Problem requirements -
Retype the line with "Category: white knit hat" in it, then each line after it to the end of the data, word for word.
START Records shown
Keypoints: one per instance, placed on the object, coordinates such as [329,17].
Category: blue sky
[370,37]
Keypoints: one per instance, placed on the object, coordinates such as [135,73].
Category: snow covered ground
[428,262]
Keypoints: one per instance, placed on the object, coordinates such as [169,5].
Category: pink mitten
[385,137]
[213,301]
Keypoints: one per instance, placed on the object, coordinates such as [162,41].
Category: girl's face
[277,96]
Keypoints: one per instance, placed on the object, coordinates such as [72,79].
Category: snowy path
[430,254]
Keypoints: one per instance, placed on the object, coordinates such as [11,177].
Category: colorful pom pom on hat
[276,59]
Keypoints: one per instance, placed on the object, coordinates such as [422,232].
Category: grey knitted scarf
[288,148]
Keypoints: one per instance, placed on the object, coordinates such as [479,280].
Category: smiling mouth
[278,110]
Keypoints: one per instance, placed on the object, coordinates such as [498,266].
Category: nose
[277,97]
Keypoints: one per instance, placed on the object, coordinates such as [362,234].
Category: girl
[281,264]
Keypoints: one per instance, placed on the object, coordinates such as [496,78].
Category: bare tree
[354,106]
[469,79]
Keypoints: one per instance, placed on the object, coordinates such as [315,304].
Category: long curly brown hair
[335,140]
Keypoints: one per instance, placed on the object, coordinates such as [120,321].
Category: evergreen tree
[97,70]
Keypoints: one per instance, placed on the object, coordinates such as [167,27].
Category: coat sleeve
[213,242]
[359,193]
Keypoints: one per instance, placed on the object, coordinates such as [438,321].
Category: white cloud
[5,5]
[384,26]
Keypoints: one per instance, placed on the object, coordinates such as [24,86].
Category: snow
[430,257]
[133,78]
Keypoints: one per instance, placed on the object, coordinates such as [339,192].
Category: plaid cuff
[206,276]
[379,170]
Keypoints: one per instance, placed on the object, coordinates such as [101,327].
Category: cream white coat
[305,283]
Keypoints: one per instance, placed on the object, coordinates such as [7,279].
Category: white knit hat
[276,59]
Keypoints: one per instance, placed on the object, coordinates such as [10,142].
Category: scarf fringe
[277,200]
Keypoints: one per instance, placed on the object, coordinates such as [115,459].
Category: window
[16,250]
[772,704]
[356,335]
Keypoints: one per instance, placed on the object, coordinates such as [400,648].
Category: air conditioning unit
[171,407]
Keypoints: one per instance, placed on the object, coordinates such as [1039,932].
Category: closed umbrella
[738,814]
END Records shown
Answer -
Category: white knit hat
[276,59]
Keypoints: one per instance, placed on the object, coordinates such as [10,142].
Category: scarf fringe
[277,200]
Keypoints: one per instance, placed on the object, coordinates such as [115,459].
Category: window
[16,250]
[772,704]
[356,335]
Keypoints: one per instance, placed on the object, coordinates such as [400,648].
Category: air conditioning unit
[171,407]
Keypoints: one per instance, placed on the object, coordinates such as [1039,932].
Category: closed umbrella
[738,814]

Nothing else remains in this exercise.